● **Supplied text**
+ + + +

Natural gas = 400 gCO2/kWh.
Coal = 1050 gCO2/kWh 
Edit: That's solar consumer level PV.  I think large scale is around 50-100.  These are rough numbers.  I updated the Natural Gas numbers from 300 to 400 based on recent nos.  The range of wind is due to onshore/offshore tech. 
Final Edit: Coal = Qld Black Coal, not SA/Vic Brown, which is much worse. 
Final final edit: Natural gas  - that's natural gas used to generate electricity.  It's much more efficient when used for heating or cooking of course. 
Cheers, 
Damien

----------


## Smurf

Brown coal = 1200 to 1400 
Black coal = 830 to 1150 
Oil = 590 to 1340 
Gas = 370 to 830 
Those figures depend on the plant technology as well as its age. They represent the approximate range of actual plant in operation in Australia (supplying major grids) at present. 
Hydro = <20 to very high depending on what, other than water, is in the reservoir. Most actual Australian schemes are very low however, though there are exceptions. 
Wind = 10 to 50 depending on circumstances. Scale, productivity and the nature of the grid it is connected to are all relevant. 
Geothermal = theoretically very low for a hot dry rock system 
Small scale solar PV = most figures I've seen put it somewhere between 100 to 350 due to all the materials used and travel generated to install individually very small sysyems. Scaling it up a lot (ie 100 MW scale) would help although solar thermal, as opposed to PV, is likely to be a more efficient technology there. 
The problem with solar panels is best explained by saying that you put in a few hundred kilowatts in order to grow a few silicon crystals. Then you use lots of glass, aluminium, copper and so on manufacturing a consumer product from that silicon. Then you have lots of vehicles driving around installing and servicing all of this. All up that's quite a lot of embedded energy there. 
I'm NOT saying there's something "wrong" with installing a solar PV system. Just that it's wrong to think it's a completely pollution free, economic alternative to conventional power sources. It's useful yes, but if we're going to have a large scale switch away from coal etc then geothermal, wind and hydro in combination is technically very workable and a lot cheaper than solar panels on house roofs. 
It's partly about scale. It's not economic to build cars or make photocopy paper in your backyard in competition with mass produced products. Nor is it viable to generate electricity this way - large scale mass production (of anything) tends to be cheaper as Henry Ford famously noted a century or so ago.  :Smilie:

----------


## BRADFORD

I find this subject very interesting
It seems to me that you are right about hydro being the producer of  the lowest co2 emissions
However there are few locations in Australia near major population centres that are suitable for such plants.
Wind has the same problem but less so.
Geo thermal has the same problem (maybe more so).
The sun shines pretty well in most places in Australia. 
Given the above, and the fact that long distance transmission and distribution of electricity incurs losses of typically 7-8% and in some cases as high as 15%. Usually from voltage drop in transmission lines, energy losses from transformers etc, breakdown of insulators on transmission lines due to dust and moisture, breakdown of the system (accidents) causing short circuits, and a number of other reasons (this is energy that is produced but never arrives at the consumer) 
I think that small scale solar generation at the point of consumption is not as bad an idea as it first looks.
Have you included the embedded energy in the transmission and distribution systems required for large scale energy production, from any source, when you arrived at the co2 emmissions from these various methods of power generation?

+ + + +

● **Given instruction 1**
Translate this sentence from the forum thread on power-generation emissions into French: "Those figures depend on the plant technology as well as its age."
● **Given instruction 2**
Reproduce the forum thread on power-generation emissions starting at "Brown coal = 1200" and ending at "there are exceptions.", with "station" substituted for "plant".

● **Records provided**
+ + + +

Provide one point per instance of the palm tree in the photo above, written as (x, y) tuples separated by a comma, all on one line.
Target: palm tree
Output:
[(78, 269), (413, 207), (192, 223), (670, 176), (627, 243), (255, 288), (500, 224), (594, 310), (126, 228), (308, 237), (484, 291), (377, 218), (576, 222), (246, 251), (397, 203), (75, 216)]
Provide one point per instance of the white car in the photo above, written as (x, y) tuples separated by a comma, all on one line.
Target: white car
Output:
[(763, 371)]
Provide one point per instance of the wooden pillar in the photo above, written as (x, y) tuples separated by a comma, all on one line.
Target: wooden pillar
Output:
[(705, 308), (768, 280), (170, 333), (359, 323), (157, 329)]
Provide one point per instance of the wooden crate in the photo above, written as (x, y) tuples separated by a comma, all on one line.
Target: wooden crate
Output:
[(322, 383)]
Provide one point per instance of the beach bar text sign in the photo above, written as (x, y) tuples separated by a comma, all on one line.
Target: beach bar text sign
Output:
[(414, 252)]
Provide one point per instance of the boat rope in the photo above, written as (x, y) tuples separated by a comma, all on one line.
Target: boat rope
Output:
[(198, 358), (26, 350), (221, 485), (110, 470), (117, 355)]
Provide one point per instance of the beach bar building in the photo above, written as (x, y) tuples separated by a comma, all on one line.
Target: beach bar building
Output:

+ + + +

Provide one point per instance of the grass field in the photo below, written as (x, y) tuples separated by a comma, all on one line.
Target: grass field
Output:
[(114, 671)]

+ + + +

● **Written reply 1**
Ces chiffres dépendent de la technologie de la centrale ainsi que de son âge.

● **Written reply 2**
Brown coal = 1200 to 1400 
Black coal = 830 to 1150 
Oil = 590 to 1340 
Gas = 370 to 830 
Those figures depend on the station technology as well as its age. They represent the approximate range of actual station in operation in Australia (supplying major grids) at present. 
Hydro = <20 to very high depending on what, other than water, is in the reservoir. Most actual Australian schemes are very low however, though there are exceptions.